Kama Sutra : La Putain du roi


Dans « l’Inde éternelle », voici une histoire (d’amour qui finit mal, de sexe qui fait du bien) actuelle et intemporelle, assortie d’un irrésistible portrait de femme, affranchie et esclave, devant l’objectif serein et précis d’une audacieuse réalisatrice… 


Découverte naguère à Cannes avec Salaam Bombay!, attachante chronique néo-réaliste sur un gamin des rues, Mira Nair revient au pays de sa naissance pour y tourner, nantie du « confortable budget » alloué par la co-production, une fable existentielle principalement adressée à la jeunesse d’aujourd’hui (et d’hier, en 1996), d’où qu’elle vienne, aux débutants absolus (clin d’œil à Julien Temple) dans les choses du sexe et de l’amour – dans la vie elle-même. Le changement d’échelle ne trompe guère, pas plus que la beauté constante et raffinée du film (photographie primée due au fidèle Declan Quinn) ou l’époque choisie pour cadre, un seizième siècle abstrait, sous domination moghole avant l’arrivée des colons britanniques (lingua franca commerciale de l’œuvre, parlée par une distribution « étrangère », métissée, à l’image de la réalisatrice) : ni fleuron bollywoodien convenu (malgré la présence de Rekha, icône cinéphilique, en vestale laïque), ni spectaculaire reconstitution historique mâtinée de conte de fées touristique pour adultes, Kama Sutra (pourtant sous-titré Un conte d’amour) échappe aussi agréablement au classement auteuriste et masturbatoire (pléonasme, nous soufflent les mauvais langues). Ce voyage initiatique enchanteur, aux sources doublement littéraires – une nouvelle de Vājidah Tabassum et le célébrissime traité composé une dizaine de siècles plus tôt – adaptées par notre cinéaste et sa scénariste, ne délaisse jamais le terrain (clos, tel le palais) de l’intime, avec son quatuor de Bombay (pour pasticher Ellroy) déchiré par l’envie, la vengeance, la vanité (au sens psychologique et religieux du terme), à la fois fidèle à l’esprit, sinon à la lettre, du texte matriciel, mais devient in fine une réflexion philosophique (et féminine) sur le monde, sur la façon d’y vivre, d’y survivre, d’y aimer avant de mourir pour y renaître, peut-être, un peu mieux.

**Consigne:**
Dans la critique ci-dessus, réécrivez sous forme de liste le paragraphe qui commence par « Découverte naguère à Cannes ». Conservez-en les faits principaux.

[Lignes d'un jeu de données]
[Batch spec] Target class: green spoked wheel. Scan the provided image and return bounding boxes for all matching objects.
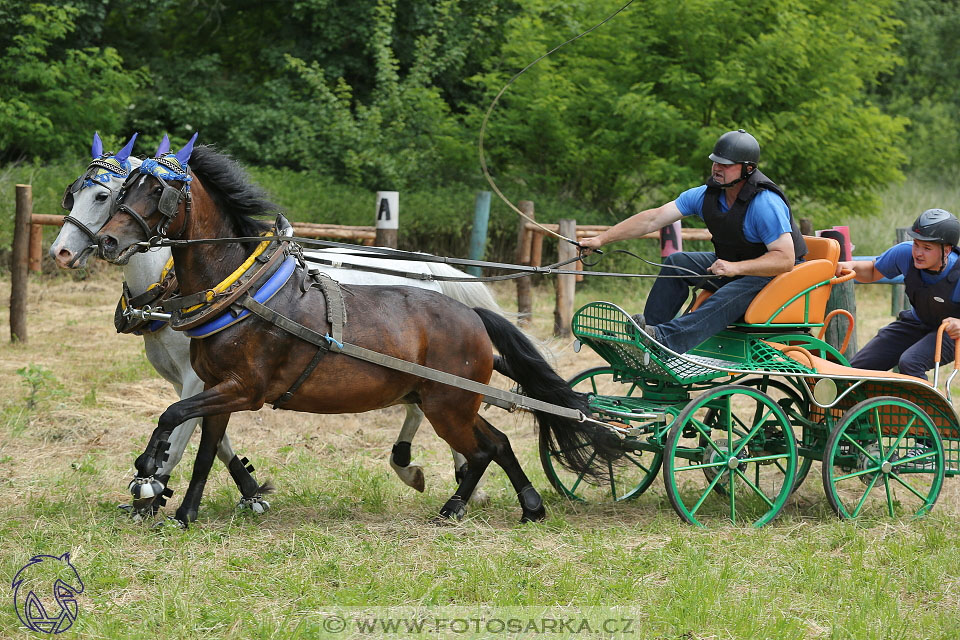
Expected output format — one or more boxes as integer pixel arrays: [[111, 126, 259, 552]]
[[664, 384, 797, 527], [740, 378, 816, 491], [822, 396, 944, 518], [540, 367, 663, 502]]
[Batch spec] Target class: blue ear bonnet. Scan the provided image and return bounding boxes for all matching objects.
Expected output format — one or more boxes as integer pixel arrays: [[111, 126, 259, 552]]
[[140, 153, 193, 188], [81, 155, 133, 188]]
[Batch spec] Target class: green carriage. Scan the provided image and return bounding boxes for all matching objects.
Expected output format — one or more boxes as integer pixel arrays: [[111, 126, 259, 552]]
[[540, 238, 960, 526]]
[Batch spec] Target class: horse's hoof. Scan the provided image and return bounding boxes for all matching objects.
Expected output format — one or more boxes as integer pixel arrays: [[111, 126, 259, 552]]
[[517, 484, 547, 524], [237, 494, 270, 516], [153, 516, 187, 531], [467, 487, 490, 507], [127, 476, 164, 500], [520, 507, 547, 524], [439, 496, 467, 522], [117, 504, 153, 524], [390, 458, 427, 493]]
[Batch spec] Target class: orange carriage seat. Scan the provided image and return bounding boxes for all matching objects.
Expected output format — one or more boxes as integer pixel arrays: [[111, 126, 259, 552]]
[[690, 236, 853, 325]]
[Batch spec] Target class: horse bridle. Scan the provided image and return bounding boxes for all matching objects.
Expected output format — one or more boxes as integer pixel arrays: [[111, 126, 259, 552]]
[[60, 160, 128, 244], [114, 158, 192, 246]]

---

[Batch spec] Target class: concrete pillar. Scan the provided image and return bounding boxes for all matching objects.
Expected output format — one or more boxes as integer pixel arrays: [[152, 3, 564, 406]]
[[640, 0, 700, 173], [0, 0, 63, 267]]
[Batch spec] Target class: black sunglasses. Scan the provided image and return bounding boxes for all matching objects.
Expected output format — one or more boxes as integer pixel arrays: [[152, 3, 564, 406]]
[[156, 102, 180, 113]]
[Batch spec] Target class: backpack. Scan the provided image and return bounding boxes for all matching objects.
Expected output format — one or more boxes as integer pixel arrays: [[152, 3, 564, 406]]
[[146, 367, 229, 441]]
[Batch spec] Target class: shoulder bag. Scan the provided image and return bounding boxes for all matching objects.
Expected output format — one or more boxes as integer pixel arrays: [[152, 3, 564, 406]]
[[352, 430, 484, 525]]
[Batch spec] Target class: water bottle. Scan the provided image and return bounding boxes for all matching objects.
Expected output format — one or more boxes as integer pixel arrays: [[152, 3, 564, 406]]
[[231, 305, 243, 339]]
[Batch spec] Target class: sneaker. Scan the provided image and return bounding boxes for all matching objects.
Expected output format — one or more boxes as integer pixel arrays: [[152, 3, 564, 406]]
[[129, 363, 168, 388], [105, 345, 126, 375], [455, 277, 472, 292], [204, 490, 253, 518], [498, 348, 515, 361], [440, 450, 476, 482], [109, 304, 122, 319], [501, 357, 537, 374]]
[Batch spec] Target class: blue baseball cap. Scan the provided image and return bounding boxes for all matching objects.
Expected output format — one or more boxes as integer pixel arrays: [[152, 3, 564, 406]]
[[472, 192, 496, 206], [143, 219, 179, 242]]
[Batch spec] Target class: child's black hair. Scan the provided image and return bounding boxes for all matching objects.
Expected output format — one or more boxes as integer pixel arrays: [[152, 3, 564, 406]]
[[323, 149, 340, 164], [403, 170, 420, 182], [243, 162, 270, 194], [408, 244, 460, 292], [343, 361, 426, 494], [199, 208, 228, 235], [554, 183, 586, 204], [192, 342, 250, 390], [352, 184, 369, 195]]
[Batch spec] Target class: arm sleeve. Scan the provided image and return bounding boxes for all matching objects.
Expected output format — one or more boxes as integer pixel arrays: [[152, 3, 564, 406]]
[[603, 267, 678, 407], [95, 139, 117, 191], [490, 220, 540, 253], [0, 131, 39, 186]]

**Votre réponse:**
- Mira Nair s'est fait connaître à Cannes avec *Salaam Bombay!*. Elle revient dans son pays natal pour tourner *Kama Sutra* grâce au budget d'une coproduction.
- Le film est une fable existentielle. Il s'adresse surtout à la jeunesse et aux débutants dans le sexe, l'amour et la vie.
- Il se distingue par sa beauté raffinée, notamment par la photographie primée de Declan Quinn.
- L'action se situe dans un XVIe siècle abstrait, sous domination moghole, avant l'arrivée des colons britanniques. La langue de ces colons sert de lingua franca à l'œuvre, jouée par une distribution étrangère et métissée.
- Le film n'est ni un produit bollywoodien convenu, malgré la présence de Rekha, ni une reconstitution historique spectaculaire. Il échappe aussi au classement auteuriste.
- Il s'appuie sur deux sources littéraires, adaptées par la cinéaste et sa scénariste : une nouvelle de Vājidah Tabassum et le célèbre traité composé une dizaine de siècles plus tôt.
- Il reste sur le terrain de l'intime, avec un quatuor déchiré par l'envie, la vengeance et la vanité. Il demeure fidèle à l'esprit du texte d'origine.
- Il devient finalement une réflexion philosophique et féminine sur le monde : comment y vivre, y survivre et y aimer avant de mourir pour, peut-être, y renaître.